How many of the lines below contain the word "bare"? Reply with the number alone.

● **RECORDED INFORMATION**
********

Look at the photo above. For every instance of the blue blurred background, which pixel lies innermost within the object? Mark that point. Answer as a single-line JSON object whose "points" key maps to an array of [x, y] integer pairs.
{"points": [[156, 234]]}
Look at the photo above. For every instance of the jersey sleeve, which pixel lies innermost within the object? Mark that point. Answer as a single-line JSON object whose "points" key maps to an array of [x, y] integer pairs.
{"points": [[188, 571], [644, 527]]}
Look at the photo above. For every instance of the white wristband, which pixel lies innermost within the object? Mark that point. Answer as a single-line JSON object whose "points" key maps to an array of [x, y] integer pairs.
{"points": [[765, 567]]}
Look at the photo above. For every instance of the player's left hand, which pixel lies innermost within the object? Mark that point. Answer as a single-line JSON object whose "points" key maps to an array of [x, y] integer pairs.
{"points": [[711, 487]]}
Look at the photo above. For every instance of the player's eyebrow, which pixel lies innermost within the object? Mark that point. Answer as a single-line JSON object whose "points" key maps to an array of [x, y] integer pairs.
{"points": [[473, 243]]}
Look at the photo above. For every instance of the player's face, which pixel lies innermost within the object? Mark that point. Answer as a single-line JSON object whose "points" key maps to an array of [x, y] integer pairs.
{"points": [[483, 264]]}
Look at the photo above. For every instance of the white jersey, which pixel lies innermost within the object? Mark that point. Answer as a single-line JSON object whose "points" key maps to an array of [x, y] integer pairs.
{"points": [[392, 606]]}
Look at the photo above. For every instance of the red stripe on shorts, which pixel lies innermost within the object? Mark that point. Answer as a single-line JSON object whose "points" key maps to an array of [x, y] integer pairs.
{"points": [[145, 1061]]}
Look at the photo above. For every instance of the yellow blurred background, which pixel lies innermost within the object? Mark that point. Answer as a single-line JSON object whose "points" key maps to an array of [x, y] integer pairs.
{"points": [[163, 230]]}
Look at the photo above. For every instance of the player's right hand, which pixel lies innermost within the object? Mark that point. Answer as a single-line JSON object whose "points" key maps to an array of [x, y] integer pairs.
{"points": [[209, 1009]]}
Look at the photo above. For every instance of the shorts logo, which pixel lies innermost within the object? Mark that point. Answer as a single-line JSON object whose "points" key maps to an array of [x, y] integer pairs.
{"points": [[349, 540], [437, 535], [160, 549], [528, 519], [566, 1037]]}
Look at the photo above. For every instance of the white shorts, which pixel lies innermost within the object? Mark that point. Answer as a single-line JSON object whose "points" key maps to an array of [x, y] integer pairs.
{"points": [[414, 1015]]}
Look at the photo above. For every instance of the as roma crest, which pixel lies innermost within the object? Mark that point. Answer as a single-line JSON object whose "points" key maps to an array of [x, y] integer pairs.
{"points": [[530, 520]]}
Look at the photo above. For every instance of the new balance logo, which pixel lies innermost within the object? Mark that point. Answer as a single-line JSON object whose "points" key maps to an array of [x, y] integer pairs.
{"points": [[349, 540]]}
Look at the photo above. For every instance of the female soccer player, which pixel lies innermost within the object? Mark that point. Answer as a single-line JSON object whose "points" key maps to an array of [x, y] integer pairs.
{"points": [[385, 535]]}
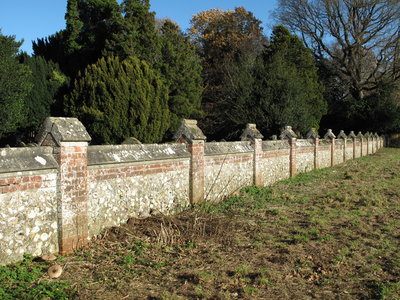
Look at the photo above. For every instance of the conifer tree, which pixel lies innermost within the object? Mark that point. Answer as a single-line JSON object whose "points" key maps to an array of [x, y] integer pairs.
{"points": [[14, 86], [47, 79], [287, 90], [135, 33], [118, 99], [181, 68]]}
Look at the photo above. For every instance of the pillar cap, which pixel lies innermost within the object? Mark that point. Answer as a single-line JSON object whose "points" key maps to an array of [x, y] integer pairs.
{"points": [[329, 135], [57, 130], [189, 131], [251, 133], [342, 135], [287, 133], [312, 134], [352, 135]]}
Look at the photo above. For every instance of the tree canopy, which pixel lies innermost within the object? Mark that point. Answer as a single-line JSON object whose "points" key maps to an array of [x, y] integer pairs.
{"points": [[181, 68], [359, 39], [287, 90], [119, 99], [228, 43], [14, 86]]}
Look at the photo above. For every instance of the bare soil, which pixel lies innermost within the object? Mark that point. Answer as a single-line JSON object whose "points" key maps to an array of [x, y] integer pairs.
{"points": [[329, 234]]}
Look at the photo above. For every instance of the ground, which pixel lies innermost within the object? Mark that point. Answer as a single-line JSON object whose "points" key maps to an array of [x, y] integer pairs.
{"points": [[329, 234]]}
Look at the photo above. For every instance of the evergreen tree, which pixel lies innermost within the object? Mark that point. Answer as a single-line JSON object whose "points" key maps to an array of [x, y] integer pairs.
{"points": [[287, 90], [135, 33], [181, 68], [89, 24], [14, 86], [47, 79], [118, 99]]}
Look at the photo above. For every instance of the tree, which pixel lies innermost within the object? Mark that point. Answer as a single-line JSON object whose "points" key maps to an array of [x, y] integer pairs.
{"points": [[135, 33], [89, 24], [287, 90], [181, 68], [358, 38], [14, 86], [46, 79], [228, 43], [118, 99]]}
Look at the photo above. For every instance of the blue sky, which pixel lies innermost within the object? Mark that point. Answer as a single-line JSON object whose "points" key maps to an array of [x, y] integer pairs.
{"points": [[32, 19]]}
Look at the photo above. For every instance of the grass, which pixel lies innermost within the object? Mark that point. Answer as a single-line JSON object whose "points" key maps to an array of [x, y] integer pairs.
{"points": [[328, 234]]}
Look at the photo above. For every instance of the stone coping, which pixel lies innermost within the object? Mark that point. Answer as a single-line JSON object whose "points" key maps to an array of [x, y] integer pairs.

********

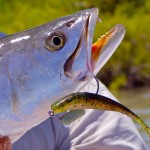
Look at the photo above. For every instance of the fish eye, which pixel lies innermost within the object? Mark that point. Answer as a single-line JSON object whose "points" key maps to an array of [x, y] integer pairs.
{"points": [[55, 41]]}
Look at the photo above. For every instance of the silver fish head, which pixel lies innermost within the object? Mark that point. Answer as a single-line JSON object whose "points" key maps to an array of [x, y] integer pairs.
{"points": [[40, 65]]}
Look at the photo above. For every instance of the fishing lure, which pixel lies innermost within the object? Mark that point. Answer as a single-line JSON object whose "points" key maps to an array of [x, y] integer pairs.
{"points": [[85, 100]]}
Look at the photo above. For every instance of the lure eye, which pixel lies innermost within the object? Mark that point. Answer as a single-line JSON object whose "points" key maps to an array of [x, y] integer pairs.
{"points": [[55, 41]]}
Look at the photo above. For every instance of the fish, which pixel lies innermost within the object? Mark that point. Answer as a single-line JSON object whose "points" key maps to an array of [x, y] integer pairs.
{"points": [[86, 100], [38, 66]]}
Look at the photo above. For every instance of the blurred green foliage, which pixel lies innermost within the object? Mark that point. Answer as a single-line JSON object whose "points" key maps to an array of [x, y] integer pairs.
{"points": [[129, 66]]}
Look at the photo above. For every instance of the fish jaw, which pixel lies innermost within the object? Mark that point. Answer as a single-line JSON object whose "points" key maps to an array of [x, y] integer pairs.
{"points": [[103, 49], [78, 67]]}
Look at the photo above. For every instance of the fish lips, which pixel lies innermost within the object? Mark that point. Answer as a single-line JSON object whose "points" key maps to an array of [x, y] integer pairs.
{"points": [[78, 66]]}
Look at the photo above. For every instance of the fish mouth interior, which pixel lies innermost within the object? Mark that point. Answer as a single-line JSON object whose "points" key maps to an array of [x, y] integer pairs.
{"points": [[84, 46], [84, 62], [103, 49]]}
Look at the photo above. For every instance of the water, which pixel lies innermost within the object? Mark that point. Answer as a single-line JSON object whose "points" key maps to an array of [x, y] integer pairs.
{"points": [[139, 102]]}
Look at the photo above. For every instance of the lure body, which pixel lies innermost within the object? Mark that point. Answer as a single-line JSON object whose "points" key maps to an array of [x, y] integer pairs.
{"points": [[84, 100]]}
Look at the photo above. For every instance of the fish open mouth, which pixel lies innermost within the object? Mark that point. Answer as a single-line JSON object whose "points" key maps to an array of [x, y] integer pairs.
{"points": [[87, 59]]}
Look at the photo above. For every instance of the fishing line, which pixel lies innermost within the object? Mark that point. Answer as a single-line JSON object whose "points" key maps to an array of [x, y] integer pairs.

********

● **OUTPUT BELOW**
1